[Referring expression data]
=-=-=-=-=

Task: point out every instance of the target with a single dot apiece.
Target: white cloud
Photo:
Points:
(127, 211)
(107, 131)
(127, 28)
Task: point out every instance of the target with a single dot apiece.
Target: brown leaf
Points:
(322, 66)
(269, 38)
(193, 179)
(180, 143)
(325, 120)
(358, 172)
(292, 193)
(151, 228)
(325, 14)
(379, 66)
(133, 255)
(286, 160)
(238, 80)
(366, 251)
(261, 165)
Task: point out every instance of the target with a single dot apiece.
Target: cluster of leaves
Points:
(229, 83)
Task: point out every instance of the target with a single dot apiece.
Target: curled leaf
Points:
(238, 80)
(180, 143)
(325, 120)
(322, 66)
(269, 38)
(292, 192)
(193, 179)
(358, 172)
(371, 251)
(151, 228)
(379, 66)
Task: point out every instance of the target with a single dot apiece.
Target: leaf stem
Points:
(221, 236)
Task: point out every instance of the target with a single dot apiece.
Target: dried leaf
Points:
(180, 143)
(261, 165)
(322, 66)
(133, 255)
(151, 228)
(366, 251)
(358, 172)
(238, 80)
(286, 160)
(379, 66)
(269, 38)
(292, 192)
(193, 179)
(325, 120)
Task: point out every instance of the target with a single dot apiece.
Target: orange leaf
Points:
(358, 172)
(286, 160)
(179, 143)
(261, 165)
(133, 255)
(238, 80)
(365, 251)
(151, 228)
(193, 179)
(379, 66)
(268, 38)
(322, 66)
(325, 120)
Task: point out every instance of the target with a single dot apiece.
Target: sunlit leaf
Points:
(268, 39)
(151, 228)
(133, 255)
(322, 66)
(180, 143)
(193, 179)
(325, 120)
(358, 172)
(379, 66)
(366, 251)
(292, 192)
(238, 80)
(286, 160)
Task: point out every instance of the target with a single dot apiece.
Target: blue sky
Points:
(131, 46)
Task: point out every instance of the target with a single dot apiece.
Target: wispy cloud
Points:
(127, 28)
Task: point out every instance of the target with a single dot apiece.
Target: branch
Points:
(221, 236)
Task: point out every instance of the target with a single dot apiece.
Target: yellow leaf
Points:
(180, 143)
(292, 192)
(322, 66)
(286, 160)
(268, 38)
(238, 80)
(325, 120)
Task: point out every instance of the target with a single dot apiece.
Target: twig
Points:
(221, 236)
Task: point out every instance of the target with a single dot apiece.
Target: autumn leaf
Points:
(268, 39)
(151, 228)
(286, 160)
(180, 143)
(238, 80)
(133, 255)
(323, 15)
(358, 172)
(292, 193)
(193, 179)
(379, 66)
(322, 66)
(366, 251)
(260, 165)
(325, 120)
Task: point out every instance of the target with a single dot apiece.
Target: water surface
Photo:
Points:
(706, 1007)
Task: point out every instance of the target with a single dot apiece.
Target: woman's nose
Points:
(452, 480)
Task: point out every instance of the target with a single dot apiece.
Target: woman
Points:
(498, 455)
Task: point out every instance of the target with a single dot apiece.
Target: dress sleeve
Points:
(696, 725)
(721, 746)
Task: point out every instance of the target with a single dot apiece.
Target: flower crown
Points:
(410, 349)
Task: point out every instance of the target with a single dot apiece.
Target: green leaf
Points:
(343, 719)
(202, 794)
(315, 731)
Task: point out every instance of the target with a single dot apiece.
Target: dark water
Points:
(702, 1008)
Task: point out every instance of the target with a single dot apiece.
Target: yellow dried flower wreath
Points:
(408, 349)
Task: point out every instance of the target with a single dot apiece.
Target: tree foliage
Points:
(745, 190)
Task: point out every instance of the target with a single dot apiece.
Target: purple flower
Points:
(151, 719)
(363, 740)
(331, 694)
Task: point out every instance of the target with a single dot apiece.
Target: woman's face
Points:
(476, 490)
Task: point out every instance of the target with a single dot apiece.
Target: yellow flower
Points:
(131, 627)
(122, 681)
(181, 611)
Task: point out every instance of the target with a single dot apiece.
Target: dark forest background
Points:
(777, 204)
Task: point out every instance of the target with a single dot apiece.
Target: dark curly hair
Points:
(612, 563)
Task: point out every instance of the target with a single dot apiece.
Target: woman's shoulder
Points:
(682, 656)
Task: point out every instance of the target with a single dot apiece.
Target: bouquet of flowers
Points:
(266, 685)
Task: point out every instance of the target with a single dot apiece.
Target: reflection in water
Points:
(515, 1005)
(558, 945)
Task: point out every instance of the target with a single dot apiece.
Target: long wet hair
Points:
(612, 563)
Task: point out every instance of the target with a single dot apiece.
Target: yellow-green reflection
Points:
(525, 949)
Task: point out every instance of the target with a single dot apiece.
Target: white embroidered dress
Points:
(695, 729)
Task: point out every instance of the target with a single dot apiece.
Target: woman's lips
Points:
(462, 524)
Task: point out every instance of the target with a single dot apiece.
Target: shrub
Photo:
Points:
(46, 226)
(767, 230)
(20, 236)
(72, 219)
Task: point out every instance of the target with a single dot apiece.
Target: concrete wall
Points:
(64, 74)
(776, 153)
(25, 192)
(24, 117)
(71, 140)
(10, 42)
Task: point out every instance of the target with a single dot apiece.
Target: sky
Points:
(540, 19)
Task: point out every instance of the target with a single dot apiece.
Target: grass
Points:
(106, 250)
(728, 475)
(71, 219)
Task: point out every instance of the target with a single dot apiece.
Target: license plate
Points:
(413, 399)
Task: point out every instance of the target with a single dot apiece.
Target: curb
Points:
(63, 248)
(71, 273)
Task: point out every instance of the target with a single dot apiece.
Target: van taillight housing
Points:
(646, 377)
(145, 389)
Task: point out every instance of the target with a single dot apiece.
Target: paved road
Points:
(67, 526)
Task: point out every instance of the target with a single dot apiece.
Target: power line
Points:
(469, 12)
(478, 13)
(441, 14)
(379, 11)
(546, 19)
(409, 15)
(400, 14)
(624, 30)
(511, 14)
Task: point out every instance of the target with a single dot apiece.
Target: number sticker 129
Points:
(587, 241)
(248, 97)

=-=-=-=-=

## PROBLEM TO WORK ON
A line belongs in the answer if it contains the word "reflection"; copy every such line from the data above.

## EXERCISE RESULT
Target: reflection in water
Target: yellow-green reflection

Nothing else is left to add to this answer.